Stored items from a collection:
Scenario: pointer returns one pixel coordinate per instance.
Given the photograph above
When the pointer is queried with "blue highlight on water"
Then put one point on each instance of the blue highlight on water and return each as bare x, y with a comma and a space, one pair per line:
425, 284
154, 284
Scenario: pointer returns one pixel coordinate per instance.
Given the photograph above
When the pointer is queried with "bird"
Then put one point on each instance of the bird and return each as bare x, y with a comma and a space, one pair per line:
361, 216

Try it:
Answer with a single number, the count of lines in the data that contain "When".

Solution to the problem:
2